Dataset entries:
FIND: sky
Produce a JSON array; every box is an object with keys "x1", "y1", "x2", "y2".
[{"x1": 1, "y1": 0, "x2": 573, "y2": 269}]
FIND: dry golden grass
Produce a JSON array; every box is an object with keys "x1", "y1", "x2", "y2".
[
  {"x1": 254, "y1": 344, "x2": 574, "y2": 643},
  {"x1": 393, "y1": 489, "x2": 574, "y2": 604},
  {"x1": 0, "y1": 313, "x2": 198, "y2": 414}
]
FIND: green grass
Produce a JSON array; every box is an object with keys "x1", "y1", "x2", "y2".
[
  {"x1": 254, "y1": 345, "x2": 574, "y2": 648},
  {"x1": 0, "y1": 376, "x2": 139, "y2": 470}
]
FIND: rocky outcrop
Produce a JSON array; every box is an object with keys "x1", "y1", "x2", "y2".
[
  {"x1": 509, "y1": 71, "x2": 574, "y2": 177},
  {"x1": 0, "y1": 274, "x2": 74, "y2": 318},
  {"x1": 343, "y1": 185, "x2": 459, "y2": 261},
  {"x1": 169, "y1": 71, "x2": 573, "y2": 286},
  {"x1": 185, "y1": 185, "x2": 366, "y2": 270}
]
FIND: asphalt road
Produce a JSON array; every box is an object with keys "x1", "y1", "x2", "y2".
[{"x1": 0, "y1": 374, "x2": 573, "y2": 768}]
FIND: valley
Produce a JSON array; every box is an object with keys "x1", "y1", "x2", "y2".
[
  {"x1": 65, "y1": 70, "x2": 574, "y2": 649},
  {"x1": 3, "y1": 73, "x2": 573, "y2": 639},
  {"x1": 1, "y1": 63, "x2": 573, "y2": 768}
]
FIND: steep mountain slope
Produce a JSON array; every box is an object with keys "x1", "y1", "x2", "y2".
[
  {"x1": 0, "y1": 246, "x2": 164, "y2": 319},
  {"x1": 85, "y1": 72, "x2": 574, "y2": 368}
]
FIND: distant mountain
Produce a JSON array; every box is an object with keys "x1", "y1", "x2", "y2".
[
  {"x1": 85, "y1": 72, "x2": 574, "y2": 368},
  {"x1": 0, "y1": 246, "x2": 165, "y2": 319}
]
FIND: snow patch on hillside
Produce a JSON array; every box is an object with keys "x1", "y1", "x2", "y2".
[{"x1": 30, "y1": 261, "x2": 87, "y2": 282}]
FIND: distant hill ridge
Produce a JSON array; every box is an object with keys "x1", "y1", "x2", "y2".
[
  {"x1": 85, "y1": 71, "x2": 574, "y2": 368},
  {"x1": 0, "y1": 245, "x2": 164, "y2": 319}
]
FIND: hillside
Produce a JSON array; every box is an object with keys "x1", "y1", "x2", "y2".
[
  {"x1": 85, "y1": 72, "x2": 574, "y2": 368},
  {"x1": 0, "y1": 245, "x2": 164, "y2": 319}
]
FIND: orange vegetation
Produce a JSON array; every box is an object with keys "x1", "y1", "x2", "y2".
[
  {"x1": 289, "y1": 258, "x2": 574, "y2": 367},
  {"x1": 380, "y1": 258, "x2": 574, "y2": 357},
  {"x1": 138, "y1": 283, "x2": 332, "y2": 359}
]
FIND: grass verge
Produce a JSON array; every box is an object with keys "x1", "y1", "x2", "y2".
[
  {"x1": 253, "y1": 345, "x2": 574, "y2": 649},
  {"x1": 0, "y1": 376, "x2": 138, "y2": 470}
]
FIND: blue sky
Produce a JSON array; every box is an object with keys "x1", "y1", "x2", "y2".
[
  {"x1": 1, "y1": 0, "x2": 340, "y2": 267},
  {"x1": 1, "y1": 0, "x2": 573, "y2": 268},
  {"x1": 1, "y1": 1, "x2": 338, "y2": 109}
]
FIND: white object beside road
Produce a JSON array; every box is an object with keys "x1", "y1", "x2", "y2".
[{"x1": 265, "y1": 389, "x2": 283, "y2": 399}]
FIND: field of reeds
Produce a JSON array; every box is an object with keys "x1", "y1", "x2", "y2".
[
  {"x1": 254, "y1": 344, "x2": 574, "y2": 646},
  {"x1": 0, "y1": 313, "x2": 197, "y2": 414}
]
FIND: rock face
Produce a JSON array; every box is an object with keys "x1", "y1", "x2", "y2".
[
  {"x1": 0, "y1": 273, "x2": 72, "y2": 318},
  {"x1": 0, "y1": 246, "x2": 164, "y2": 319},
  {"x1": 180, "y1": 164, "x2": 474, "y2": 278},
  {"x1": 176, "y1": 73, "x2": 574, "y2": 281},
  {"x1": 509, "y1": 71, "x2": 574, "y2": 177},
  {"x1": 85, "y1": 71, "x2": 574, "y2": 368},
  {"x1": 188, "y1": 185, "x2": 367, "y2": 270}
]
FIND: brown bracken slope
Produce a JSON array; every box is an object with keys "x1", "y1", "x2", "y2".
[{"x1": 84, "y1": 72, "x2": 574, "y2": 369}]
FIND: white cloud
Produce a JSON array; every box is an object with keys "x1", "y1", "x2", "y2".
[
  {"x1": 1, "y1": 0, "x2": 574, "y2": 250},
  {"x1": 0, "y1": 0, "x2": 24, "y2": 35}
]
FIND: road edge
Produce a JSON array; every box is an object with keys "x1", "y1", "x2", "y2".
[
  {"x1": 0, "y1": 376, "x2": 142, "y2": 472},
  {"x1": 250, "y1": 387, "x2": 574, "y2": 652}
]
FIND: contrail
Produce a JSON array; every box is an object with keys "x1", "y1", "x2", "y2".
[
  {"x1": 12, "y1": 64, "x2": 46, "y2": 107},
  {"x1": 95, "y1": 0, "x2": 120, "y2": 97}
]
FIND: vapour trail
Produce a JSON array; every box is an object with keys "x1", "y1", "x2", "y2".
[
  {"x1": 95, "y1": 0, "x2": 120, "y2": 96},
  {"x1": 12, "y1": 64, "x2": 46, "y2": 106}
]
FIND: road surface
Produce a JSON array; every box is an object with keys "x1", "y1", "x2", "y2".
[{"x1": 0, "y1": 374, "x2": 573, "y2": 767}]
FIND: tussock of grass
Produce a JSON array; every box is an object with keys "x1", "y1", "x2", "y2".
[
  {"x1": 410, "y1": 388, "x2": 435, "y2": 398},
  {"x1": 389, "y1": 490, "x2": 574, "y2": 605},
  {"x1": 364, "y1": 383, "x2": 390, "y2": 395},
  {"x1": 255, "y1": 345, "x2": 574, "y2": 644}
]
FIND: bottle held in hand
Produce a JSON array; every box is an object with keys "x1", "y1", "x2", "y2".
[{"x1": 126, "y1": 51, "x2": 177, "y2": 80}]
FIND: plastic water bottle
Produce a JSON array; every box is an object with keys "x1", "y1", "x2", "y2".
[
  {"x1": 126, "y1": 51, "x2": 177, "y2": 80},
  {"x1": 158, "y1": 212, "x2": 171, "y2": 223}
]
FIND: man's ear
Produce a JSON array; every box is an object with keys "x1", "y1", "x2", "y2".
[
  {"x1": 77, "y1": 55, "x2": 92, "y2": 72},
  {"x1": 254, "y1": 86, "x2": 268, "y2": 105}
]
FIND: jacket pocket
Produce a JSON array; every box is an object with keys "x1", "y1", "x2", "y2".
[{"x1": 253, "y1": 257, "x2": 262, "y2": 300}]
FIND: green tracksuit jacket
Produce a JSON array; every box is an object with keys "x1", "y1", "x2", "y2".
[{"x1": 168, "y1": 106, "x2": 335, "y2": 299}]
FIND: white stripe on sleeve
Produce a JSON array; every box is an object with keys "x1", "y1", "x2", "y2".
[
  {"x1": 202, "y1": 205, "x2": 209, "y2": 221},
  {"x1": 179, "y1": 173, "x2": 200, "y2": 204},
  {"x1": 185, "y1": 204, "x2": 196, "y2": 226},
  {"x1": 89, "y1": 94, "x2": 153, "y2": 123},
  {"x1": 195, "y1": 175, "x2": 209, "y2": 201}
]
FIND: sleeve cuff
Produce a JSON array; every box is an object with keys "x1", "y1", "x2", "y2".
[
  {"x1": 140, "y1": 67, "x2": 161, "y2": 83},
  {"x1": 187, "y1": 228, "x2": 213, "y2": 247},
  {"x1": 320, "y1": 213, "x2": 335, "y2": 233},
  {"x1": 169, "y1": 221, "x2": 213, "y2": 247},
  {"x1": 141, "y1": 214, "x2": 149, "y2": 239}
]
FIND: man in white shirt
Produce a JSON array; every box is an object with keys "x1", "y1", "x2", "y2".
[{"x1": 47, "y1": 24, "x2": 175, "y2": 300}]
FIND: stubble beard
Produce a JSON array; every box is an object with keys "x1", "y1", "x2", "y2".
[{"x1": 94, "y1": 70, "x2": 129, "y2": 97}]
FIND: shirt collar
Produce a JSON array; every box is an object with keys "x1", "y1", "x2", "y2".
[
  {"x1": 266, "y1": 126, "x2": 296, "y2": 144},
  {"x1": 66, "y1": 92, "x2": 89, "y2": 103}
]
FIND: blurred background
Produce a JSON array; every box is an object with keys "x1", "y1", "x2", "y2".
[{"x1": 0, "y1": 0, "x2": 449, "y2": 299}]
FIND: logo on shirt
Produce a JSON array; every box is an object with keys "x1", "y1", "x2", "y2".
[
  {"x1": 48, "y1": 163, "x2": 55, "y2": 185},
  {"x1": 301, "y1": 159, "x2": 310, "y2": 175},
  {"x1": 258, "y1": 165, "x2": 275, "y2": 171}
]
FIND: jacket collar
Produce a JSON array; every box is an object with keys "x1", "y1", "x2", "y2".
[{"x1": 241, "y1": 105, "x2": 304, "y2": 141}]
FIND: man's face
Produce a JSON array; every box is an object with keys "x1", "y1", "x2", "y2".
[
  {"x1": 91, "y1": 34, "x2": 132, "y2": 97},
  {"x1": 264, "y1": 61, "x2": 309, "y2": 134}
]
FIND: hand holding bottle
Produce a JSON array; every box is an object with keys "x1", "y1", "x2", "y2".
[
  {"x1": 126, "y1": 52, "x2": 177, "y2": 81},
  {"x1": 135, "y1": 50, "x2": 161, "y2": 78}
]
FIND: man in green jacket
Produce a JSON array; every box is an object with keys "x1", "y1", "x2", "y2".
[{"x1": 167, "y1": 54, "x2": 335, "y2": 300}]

Problem details: Your answer must be every line from the entries that contains the string "hillside", copied as it stands.

Answer to this problem:
FIND: snow patch on hillside
FIND: hillside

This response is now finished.